- Task item:
Nothing in the records should change; write them all out again.

- Data excerpts:
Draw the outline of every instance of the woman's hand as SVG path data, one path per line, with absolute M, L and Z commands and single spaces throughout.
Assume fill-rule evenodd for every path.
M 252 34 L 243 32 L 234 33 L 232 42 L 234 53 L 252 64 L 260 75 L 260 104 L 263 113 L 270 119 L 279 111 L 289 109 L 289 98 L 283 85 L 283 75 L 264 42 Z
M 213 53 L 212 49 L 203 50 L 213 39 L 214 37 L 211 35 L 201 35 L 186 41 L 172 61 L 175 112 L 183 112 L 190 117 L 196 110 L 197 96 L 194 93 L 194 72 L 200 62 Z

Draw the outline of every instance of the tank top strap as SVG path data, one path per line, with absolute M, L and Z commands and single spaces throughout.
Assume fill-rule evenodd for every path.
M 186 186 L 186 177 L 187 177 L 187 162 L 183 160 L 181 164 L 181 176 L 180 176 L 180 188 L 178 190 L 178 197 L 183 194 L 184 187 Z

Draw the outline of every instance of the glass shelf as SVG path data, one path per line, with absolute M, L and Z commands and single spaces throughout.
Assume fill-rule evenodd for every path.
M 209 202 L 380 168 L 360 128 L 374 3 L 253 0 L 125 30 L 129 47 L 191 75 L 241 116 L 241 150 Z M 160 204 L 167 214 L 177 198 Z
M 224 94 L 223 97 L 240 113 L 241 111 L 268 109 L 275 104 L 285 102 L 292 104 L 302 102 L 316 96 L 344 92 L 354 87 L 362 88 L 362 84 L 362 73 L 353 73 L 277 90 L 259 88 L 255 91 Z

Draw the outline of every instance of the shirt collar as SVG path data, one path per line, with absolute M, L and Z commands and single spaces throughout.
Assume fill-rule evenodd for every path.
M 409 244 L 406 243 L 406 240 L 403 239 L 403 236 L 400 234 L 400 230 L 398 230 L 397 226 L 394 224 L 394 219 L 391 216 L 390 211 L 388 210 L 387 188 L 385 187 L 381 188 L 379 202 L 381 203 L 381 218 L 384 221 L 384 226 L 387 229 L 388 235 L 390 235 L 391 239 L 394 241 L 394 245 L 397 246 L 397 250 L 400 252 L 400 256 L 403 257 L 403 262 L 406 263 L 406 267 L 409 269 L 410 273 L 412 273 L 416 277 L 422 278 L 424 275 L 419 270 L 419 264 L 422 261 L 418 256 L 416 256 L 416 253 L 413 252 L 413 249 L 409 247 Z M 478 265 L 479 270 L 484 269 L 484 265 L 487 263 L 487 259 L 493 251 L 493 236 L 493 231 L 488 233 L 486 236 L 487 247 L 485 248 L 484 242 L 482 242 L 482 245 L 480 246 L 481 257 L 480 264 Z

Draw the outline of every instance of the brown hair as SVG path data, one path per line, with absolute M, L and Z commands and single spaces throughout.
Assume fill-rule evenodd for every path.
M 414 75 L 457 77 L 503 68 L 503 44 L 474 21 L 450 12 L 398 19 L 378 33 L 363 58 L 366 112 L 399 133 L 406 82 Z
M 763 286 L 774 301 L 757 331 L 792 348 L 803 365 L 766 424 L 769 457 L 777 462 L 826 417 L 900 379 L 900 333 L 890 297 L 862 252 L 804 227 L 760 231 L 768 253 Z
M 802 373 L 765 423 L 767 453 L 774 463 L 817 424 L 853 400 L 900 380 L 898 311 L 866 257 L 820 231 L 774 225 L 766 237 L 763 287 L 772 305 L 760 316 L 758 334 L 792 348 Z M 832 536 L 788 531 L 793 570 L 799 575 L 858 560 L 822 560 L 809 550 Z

- Response area:
Draw the outline of every instance of the woman's hand as SVG path data, one path per line, with absolute M, L and Z commands and single spaces throughout.
Assume fill-rule evenodd for every path.
M 252 34 L 243 32 L 234 33 L 232 42 L 234 53 L 252 64 L 260 75 L 260 104 L 263 113 L 270 119 L 279 111 L 289 109 L 289 98 L 283 85 L 283 75 L 264 42 Z
M 213 53 L 212 49 L 203 50 L 213 39 L 214 37 L 211 35 L 201 35 L 186 41 L 172 61 L 175 112 L 183 112 L 190 117 L 196 110 L 197 96 L 194 93 L 194 72 L 200 62 Z

Draw the outline of every instance of the tank top strap as SVG path data, one path per line, with absolute M, L and Z commands and single spaces throughout.
Assume fill-rule evenodd for every path.
M 186 186 L 186 177 L 187 177 L 187 162 L 183 160 L 181 164 L 181 176 L 180 176 L 180 188 L 178 190 L 178 197 L 183 194 L 184 187 Z

Draw the outline of every instance of the glass shelf as SVG path data, one path per line, with absolute M, L and Z commands and single spaces throughout.
Assume fill-rule evenodd for every path.
M 209 202 L 380 168 L 360 128 L 374 3 L 253 0 L 125 30 L 129 47 L 191 75 L 241 116 L 241 150 Z M 160 204 L 167 214 L 177 198 Z
M 224 94 L 223 97 L 240 113 L 241 111 L 268 109 L 275 104 L 285 102 L 292 104 L 302 102 L 316 96 L 344 92 L 354 87 L 362 88 L 362 84 L 362 73 L 353 73 L 277 90 L 259 88 L 255 91 Z

Draw the outline of every instance of the shirt collar as SVG path data, one path per line, with absolute M, L and Z commands and single spaces throughout.
Assume fill-rule evenodd for every path.
M 409 244 L 406 243 L 406 240 L 403 239 L 403 236 L 400 234 L 400 230 L 398 230 L 397 226 L 394 224 L 394 219 L 391 216 L 390 211 L 388 210 L 387 188 L 385 187 L 381 188 L 379 202 L 381 203 L 381 218 L 384 221 L 384 226 L 387 229 L 388 235 L 390 235 L 391 239 L 394 241 L 394 245 L 397 246 L 397 250 L 400 252 L 400 256 L 403 257 L 403 262 L 406 263 L 406 267 L 409 269 L 410 273 L 412 273 L 416 277 L 422 278 L 424 275 L 419 270 L 419 264 L 422 261 L 418 256 L 416 256 L 416 253 L 413 252 L 413 249 L 409 247 Z M 478 265 L 479 270 L 484 269 L 484 265 L 487 263 L 487 259 L 493 251 L 493 236 L 493 231 L 488 233 L 486 236 L 487 247 L 485 248 L 484 242 L 482 242 L 482 245 L 480 246 L 481 257 L 480 264 Z

Draw the outline of every instance of the brown hair as SVG path data, one path per line, with absolute M, L and Z commands and single spaces throughout.
Assume fill-rule evenodd for every path.
M 414 75 L 457 77 L 503 68 L 503 44 L 474 21 L 450 12 L 398 19 L 378 33 L 363 58 L 366 112 L 399 133 L 406 82 Z
M 763 286 L 774 301 L 757 331 L 792 348 L 803 365 L 766 424 L 769 457 L 777 462 L 826 417 L 900 379 L 900 333 L 890 297 L 862 252 L 804 227 L 760 231 L 768 253 Z
M 802 373 L 765 423 L 767 453 L 774 463 L 817 424 L 853 400 L 900 380 L 898 311 L 866 257 L 820 231 L 774 225 L 766 237 L 763 287 L 772 305 L 760 316 L 758 334 L 792 348 Z M 832 536 L 788 531 L 793 570 L 799 575 L 858 560 L 822 560 L 809 550 Z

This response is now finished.